Problems:
a) Name each activity that the passage about Kopay says he does now.
b) Does each statement below agree with the passage about Kopay? Answer yes or no, and quote the words that decide it.
(i) Sam was drafted by the St. Louis Rams in May.
(ii) Kopay moved from Los Angeles to San Francisco.
(iii) Leitch thinks Kopay's story came too late.
c) Use the passage about Kopay to answer these questions.
(i) Which college does Kopay swim laps at?
(ii) What year does Leitch give for Kopay's admission?
(iii) Who did Kopay live with in San Francisco?

## BEGIN Given text

The Hollywood Reporter recently wrote about Kopay's experience:

"I was desperate," he says. "I was totally, 'What am I going to do with my life? Can I make a difference?' " He'd hoped his tale...would encourage other pro athletes to come out. But years turned to decades and few had followed suit. Meeting Sam, the gifted defensive end who shattered the last civil rights hurdle in pro sports when he kissed his boyfriend after being drafted by the St. Louis Rams in May, came as more than just a passing thrill. It was the culmination of a life's work.

One need only consider current attitudes toward gays in sports -- when a celebratory kiss between men can result in an uproar -- to grasp just how shocking Kopay's admission was for the 1970s. And yet somehow his remarkable story has faded over the years. According to columnist Will Leitch, founding editor of Deadspin, that largely is due to Kopay being eons ahead of his time. "I think it was honestly too early," says Leitch. "It was 1975. In four years, Al Pacino would be making Cruising. People were not ready for an NFL player being gay at all."

DavidKopay2And neither were Kopay's family and friends. Married at the time, he got divorced and was excommunicated by his Catholic mother; she left him with the kind parting words, "I created you and I can kill you." Kopay moved to San Francisco, rubbing shoulders with Harvey Milk and living with Armistead Maupin, then to Los Angeles where he has lived since.

Kopay swims laps daily at nearby Occidental College, regularly hits the Rose Bowl flea market and enjoys attending NFL alumni games and serving as honorary ambassador to the Gay Games. He lives alone, his garage lined with memory boards filled with photos of debauched days spent in New Orleans. Whenever he speaks of past loves, they are invariably of the unrequited kind.

## END Given text
## BEGIN Data shown

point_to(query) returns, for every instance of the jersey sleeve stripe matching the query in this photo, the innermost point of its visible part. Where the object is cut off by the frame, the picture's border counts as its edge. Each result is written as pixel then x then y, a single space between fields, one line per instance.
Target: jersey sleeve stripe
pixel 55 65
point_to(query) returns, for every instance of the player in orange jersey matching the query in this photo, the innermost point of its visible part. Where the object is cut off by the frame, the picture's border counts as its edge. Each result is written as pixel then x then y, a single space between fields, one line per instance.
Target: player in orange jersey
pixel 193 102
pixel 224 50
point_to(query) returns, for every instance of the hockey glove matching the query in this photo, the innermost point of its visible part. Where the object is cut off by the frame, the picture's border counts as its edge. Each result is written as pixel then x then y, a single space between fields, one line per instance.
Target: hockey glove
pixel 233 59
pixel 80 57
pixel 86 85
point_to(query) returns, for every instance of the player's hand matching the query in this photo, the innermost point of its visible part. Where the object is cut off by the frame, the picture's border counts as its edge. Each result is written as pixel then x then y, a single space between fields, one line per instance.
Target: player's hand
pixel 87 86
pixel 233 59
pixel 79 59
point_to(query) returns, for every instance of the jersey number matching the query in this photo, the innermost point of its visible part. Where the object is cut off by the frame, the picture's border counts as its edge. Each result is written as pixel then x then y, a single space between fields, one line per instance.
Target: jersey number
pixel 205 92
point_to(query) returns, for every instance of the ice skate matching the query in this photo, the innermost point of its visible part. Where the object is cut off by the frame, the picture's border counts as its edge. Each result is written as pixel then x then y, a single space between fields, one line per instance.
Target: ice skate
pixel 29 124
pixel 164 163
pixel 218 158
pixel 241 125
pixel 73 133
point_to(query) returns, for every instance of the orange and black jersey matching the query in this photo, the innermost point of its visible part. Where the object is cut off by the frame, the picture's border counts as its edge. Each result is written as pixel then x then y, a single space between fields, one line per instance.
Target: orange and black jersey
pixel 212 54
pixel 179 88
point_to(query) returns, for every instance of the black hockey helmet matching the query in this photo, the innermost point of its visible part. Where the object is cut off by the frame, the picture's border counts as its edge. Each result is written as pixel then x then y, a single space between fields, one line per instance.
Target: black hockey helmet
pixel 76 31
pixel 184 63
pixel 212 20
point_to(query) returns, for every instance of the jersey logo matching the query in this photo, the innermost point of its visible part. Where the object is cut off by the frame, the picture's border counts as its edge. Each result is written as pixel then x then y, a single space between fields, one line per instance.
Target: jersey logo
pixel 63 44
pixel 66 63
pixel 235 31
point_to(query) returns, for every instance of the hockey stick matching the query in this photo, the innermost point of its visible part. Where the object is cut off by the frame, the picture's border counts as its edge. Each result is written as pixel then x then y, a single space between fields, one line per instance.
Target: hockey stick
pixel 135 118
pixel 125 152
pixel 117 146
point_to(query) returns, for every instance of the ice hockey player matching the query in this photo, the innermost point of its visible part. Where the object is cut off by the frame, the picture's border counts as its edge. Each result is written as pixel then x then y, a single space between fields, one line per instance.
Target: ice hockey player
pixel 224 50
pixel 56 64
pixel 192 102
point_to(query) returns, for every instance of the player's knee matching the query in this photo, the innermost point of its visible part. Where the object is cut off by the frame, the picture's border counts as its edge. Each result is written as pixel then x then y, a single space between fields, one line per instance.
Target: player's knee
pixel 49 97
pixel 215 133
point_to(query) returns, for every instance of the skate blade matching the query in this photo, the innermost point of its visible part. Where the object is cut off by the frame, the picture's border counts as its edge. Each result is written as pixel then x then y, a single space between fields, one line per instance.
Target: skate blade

## END Data shown

Results in order:
a)
- Swims laps daily at nearby Occidental College
- Regularly hits the Rose Bowl flea market
- Enjoys attending NFL alumni games
- Serves as honorary ambassador to the Gay Games

b)
(i) Yes: "after being drafted by the St. Louis Rams in May"
(ii) No: "Kopay moved to San Francisco, rubbing shoulders with Harvey Milk and living with Armistead Maupin, then to Los Angeles where he has lived since."
(iii) No: "I think it was honestly too early"

c)
(i) Occidental College
(ii) 1975
(iii) Armistead Maupin